▸ Given data
::::
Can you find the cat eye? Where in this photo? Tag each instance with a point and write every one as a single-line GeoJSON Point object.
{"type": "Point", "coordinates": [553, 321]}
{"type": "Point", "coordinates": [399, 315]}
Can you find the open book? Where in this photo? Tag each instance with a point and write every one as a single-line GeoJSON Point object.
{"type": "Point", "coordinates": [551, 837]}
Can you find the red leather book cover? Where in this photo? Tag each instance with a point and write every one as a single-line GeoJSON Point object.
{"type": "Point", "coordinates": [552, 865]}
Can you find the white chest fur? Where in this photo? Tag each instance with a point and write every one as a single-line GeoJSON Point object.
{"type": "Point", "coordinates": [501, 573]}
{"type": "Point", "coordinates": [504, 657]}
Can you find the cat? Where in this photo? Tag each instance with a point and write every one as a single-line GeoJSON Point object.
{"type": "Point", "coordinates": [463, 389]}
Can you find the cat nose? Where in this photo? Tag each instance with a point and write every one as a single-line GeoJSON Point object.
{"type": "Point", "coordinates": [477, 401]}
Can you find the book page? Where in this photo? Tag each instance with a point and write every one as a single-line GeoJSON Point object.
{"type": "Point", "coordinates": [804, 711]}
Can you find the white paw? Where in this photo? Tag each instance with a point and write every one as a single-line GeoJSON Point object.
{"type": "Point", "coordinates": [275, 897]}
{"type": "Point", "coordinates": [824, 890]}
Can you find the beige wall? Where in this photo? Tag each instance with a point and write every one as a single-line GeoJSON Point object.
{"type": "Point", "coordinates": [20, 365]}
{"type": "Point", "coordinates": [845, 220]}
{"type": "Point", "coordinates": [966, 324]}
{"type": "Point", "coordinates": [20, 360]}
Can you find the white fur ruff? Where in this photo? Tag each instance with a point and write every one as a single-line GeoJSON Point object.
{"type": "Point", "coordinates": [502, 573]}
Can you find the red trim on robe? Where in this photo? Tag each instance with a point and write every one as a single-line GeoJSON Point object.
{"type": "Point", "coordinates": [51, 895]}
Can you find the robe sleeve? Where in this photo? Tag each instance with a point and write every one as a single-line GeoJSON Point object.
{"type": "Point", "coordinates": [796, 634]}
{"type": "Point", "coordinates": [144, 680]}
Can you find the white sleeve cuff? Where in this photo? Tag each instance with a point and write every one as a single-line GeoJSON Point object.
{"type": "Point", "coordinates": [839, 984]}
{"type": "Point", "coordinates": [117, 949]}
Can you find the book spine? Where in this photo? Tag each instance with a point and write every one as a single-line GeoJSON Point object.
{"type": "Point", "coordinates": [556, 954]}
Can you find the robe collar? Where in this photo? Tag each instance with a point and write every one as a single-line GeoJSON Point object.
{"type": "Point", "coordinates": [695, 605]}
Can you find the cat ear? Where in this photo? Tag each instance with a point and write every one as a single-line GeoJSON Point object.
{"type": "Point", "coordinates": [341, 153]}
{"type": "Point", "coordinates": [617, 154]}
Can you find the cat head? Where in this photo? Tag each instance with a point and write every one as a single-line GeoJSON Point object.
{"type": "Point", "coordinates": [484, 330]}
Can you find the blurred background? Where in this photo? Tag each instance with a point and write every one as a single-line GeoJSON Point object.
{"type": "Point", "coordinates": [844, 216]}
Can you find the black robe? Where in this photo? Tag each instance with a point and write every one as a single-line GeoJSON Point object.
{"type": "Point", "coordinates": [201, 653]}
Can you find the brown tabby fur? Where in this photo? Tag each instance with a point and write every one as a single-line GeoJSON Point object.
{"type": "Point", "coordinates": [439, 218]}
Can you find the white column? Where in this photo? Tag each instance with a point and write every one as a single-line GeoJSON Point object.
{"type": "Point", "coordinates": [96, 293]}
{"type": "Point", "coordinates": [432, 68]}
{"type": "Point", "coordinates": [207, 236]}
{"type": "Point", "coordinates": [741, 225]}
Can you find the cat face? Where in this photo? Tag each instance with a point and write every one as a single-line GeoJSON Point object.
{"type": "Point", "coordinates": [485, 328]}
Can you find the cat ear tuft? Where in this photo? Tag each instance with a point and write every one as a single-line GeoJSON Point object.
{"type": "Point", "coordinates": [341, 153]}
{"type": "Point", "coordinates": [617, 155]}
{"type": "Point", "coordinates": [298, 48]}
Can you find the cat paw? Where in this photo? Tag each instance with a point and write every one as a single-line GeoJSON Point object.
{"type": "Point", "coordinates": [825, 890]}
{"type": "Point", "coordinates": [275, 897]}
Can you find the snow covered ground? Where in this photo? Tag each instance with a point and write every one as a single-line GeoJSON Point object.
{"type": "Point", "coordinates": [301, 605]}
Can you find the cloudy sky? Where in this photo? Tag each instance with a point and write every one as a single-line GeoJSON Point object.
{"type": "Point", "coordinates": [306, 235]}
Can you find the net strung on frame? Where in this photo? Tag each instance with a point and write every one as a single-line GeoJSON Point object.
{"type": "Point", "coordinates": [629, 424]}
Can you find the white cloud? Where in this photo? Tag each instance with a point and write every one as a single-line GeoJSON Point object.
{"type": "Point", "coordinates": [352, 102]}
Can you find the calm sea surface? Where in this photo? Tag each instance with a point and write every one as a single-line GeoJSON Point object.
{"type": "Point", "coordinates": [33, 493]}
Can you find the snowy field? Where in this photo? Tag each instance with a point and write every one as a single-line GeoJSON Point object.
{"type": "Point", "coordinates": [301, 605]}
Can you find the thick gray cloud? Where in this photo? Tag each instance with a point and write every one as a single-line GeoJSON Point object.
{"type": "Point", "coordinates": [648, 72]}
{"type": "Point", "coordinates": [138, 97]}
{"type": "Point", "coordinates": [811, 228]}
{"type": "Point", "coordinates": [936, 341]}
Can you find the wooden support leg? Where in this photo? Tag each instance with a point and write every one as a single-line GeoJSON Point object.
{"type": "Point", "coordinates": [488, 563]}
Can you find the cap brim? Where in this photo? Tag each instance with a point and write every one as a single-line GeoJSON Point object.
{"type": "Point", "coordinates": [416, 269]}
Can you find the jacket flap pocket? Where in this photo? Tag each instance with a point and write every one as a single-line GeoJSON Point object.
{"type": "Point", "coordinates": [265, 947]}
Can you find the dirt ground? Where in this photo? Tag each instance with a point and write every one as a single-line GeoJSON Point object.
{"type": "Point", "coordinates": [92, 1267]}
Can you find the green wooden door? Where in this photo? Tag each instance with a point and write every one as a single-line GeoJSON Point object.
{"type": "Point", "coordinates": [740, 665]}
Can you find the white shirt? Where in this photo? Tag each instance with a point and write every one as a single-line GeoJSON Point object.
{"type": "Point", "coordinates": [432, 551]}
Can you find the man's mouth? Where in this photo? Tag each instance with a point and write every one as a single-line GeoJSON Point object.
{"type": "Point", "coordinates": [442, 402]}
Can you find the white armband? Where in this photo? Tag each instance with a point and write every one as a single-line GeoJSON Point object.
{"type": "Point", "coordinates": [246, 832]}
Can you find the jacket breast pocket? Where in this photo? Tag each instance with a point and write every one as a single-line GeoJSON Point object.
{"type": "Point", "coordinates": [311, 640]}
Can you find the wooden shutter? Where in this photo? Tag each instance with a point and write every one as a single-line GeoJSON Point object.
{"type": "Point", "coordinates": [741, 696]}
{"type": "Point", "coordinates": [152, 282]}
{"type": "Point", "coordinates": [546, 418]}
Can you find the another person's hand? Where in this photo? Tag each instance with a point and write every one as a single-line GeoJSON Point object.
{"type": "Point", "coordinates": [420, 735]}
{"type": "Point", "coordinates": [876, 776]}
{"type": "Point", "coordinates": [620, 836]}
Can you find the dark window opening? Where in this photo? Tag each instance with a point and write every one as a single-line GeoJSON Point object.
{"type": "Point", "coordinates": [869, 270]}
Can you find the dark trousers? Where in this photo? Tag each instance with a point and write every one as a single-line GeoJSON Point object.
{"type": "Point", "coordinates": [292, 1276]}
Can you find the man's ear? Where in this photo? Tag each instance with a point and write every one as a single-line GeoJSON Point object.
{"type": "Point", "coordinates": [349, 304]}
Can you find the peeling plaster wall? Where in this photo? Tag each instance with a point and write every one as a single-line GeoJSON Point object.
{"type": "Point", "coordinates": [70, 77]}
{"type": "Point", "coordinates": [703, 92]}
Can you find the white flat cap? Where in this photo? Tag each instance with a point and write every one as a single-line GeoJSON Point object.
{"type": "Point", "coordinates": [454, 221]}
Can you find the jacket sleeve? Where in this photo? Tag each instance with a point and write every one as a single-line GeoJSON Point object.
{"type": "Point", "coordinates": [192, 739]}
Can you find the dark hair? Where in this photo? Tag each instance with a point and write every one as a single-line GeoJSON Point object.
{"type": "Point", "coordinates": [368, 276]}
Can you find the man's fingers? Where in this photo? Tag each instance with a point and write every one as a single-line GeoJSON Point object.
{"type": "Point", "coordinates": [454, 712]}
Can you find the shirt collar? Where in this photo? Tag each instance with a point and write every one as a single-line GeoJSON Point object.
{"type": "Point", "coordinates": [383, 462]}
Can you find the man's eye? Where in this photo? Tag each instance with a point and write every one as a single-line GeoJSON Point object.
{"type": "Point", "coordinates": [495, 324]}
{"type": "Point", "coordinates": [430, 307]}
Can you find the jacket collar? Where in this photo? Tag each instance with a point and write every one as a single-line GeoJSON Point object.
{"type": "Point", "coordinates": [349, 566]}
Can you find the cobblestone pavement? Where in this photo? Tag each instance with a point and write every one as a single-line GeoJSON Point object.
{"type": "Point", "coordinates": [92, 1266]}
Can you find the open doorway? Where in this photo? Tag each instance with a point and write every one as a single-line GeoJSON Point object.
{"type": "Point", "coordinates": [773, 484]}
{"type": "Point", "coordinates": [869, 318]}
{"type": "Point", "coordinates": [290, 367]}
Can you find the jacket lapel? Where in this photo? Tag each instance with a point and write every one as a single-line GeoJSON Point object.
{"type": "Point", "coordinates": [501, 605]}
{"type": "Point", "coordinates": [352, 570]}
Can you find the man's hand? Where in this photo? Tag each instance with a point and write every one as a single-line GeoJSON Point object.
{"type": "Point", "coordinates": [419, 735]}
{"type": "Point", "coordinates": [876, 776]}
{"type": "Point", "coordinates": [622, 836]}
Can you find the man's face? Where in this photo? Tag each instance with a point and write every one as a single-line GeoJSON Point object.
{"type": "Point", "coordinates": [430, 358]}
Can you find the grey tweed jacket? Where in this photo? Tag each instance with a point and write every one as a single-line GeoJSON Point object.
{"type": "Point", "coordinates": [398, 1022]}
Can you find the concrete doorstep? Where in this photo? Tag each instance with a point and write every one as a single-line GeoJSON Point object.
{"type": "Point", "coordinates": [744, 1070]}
::::
▸ Task item
What are the lines from the one with "Can you find the man's face?" through the end of the records above? Set them down exactly, both ends included, and nothing else.

▸ Expected answer
Can you find the man's face? Where in this photo? Tag each instance with a point and write every one as a single-line GeoJSON Point object.
{"type": "Point", "coordinates": [430, 358]}
Can you find the grey tweed jacket? Where in this photo? Tag each instance with a point and write every one as a single-line GeoJSON Point object.
{"type": "Point", "coordinates": [398, 1022]}
Can you find the concrete doorstep? Where in this photo? Tag each instance with a point and write every one as a single-line GeoJSON Point object.
{"type": "Point", "coordinates": [744, 1070]}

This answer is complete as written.